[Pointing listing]
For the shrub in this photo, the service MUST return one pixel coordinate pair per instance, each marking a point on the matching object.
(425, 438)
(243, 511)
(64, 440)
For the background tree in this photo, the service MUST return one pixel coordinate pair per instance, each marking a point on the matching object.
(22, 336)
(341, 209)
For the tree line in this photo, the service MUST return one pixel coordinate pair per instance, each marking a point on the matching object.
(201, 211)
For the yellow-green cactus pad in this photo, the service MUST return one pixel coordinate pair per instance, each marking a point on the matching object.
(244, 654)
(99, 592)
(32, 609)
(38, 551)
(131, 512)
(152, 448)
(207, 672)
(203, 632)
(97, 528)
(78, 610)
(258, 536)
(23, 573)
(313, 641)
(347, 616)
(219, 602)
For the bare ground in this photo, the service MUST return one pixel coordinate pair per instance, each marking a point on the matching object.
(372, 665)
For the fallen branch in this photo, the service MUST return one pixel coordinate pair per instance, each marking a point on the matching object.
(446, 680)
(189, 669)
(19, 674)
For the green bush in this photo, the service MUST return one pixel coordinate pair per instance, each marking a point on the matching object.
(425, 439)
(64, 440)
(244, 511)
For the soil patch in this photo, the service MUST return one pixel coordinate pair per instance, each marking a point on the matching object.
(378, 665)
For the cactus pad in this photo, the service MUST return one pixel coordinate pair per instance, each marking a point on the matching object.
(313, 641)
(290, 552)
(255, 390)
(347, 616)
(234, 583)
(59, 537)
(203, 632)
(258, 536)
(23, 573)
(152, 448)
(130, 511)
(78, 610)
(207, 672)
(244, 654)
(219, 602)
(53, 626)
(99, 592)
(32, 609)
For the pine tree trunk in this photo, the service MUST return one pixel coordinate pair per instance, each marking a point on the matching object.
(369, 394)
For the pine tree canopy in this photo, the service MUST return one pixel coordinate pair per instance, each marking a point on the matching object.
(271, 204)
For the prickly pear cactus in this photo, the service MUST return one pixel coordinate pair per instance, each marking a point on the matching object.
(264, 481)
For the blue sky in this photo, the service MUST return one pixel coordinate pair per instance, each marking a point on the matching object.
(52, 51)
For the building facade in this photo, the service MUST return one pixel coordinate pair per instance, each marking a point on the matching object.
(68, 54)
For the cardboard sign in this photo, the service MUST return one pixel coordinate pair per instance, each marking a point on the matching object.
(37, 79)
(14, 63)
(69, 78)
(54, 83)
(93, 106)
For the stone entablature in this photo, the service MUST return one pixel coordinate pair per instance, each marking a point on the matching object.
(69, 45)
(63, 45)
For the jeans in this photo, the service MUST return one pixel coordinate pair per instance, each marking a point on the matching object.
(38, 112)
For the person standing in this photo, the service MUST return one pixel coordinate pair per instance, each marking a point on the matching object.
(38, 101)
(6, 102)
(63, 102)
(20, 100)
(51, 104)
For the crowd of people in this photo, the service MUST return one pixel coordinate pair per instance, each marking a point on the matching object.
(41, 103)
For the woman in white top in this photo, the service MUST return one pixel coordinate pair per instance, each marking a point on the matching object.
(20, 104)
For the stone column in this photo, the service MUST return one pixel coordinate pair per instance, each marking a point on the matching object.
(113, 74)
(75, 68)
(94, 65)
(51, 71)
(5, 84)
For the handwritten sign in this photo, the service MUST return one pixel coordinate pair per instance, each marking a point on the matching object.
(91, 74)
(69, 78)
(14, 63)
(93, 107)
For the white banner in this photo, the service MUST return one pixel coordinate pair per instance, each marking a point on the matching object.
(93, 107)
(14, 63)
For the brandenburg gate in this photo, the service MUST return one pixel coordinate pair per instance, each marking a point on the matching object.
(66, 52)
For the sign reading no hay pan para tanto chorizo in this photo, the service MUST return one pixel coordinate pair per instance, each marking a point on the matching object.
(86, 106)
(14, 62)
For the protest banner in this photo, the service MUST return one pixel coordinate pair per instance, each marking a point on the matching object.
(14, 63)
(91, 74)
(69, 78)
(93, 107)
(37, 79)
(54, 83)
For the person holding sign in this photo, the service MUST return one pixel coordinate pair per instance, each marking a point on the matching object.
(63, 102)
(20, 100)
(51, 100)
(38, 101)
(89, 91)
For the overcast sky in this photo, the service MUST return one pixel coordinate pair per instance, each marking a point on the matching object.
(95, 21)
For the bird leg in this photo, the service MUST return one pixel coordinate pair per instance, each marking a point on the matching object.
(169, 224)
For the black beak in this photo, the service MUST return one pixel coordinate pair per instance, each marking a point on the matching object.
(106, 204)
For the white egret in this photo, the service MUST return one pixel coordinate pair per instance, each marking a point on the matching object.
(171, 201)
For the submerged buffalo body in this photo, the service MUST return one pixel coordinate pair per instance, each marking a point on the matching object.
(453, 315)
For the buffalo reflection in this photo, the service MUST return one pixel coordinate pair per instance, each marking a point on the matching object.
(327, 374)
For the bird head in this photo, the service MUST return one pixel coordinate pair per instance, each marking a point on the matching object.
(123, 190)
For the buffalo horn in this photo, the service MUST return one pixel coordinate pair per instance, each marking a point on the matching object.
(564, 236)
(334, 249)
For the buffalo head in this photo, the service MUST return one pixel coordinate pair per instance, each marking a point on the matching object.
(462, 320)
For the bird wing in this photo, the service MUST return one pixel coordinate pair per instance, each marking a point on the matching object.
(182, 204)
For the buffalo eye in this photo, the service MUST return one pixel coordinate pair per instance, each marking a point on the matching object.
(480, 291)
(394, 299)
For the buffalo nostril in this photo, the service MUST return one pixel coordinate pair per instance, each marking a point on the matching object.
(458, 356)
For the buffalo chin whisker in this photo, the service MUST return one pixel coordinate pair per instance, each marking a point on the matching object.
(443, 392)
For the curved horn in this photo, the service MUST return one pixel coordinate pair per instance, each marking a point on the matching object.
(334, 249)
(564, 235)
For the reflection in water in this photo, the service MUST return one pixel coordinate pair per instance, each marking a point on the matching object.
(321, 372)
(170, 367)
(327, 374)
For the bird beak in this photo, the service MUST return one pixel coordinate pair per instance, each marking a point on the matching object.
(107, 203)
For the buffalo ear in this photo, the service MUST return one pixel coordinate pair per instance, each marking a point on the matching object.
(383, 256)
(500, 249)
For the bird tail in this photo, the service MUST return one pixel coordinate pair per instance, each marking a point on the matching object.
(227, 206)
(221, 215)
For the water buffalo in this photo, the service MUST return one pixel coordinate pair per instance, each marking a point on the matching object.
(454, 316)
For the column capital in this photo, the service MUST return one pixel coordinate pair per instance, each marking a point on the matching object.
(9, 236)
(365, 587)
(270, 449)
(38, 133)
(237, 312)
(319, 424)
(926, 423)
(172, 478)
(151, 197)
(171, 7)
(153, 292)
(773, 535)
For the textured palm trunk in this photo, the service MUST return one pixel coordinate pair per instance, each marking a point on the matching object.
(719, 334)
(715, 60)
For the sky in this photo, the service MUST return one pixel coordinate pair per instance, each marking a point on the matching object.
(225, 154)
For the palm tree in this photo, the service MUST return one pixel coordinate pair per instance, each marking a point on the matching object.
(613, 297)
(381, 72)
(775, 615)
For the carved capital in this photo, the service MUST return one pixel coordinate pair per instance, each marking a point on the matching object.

SET PROBLEM
Output the listing as a JSON list of strings, one string per line with blank lines dropped. Start at the line that has "For the reflection" and go through the last line of the listing.

SOLUTION TO THE PROBLEM
[
  "For the reflection in water in this photo, the service MUST return one pixel coordinate pair per instance, each marking a point on the matching object.",
  "(321, 372)",
  "(170, 367)",
  "(327, 374)",
  "For the bird beak in this photo, the service MUST return one pixel coordinate pair per instance, each marking a point on the matching object.",
  "(107, 203)",
  "For the buffalo ear in this photo, the service MUST return one pixel coordinate pair per instance, each marking a point on the matching object.",
  "(383, 256)",
  "(500, 249)",
  "For the bird tail in this photo, the service MUST return one pixel coordinate pair per instance, each marking a point on the matching object.",
  "(227, 206)",
  "(221, 215)",
  "For the water buffalo in this photo, the service MUST return one pixel coordinate pair per instance, each marking a point on the matching object.",
  "(454, 316)",
  "For the column capital in this photo, the service MUST return one pixel coordinate pair per instance, each marking a point on the matching object.",
  "(9, 236)",
  "(365, 587)",
  "(270, 449)",
  "(38, 133)",
  "(237, 312)",
  "(319, 424)",
  "(926, 423)",
  "(172, 478)",
  "(151, 197)",
  "(171, 7)",
  "(153, 292)",
  "(773, 535)",
  "For the textured palm trunk in this photo, the service MUST return one pixel coordinate pair per instance, each marking a point on the matching object.",
  "(719, 334)",
  "(715, 60)",
  "For the sky in this photo, the service MUST return one pixel coordinate pair per instance, each marking a point on the matching object.",
  "(225, 154)",
  "For the palm tree in this photo, the service MUST return one pixel coordinate pair per instance, each marking a point on the matching object.",
  "(613, 297)",
  "(381, 72)",
  "(775, 615)",
  "For the carved capital in this photo, the service MUST return one pixel coordinate pair per instance, each marking a point on the matching object."
]